Being a priest, I'm privileged to be with people in times of joy and sorrow and everything in between.
Yesterday, I visited a friend after the Sunday services. I took with me the sacrament of Christ's Body and Blood.
My friend's fighting a serious illness, which has limited his access to the world. Every time, we talk, I'm impressed by his courage, his positive spirit, and his faith in God.
I'm also moved by the love of his family and friends for him. They were gathered around him in the family living room yesterday. His friends included three college classmates. They'd heard he was ill, and they travelled from long distances to be with him, encouraging him with their presence, their jokes and banter, memories of life in college some thirty years ago.
I began the home Communion service, asking for a few moments of silence in which to remember God's presence and to give God thanks for the gift of friendship--both the friendship of others and the friendship of God for us. Friendships sustain us.
We said the prayers, and then I distributed the consecrated bread and wine--Christ's real presence for every person there.
The blessed bread and wine communicated Christ's grace or favor to each person amid his or her particular needs and struggles. I know my friend's needs, some of them anyway, but not those of the others who were there. But God knows those needs and meets them through the gift of his love in the sacrament.
We joined in a final prayer. I asked God for a miracle of healing for my friend and the destruction of the disease in his body. I prayed earnestly in faith for his full healing and for God's victory in his life.
As I said goodbye, I told my friend that I'd be back to visit. And I shall, for this is what I'm ordained to do--to be the physical and spiritual expression of God's healing presence to others. To be with God's beloved children in times of joy, sorrow, and everything in between.
Perhaps these visits are holy moments for others, even healing ones. They certainly are for me.

PROVIDED DATA:
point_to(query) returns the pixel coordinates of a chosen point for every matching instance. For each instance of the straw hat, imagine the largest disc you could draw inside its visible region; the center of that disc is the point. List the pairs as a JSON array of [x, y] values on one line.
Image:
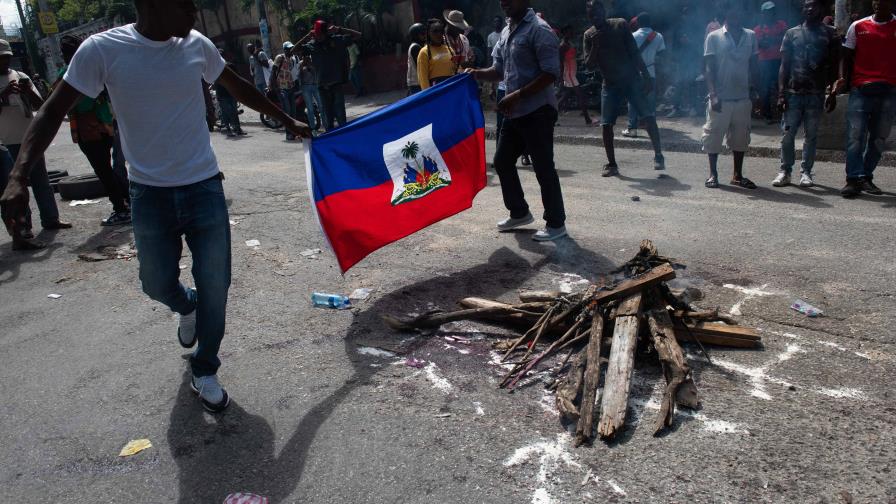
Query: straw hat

TASK ITEM: Please extract, word for word, the part of the home Communion reflection from "We said the" to "in the sacrament.". The data has nothing to do with the home Communion reflection.

PROBLEM SOLUTION:
We said the prayers, and then I distributed the consecrated bread and wine--Christ's real presence for every person there.
The blessed bread and wine communicated Christ's grace or favor to each person amid his or her particular needs and struggles. I know my friend's needs, some of them anyway, but not those of the others who were there. But God knows those needs and meets them through the gift of his love in the sacrament.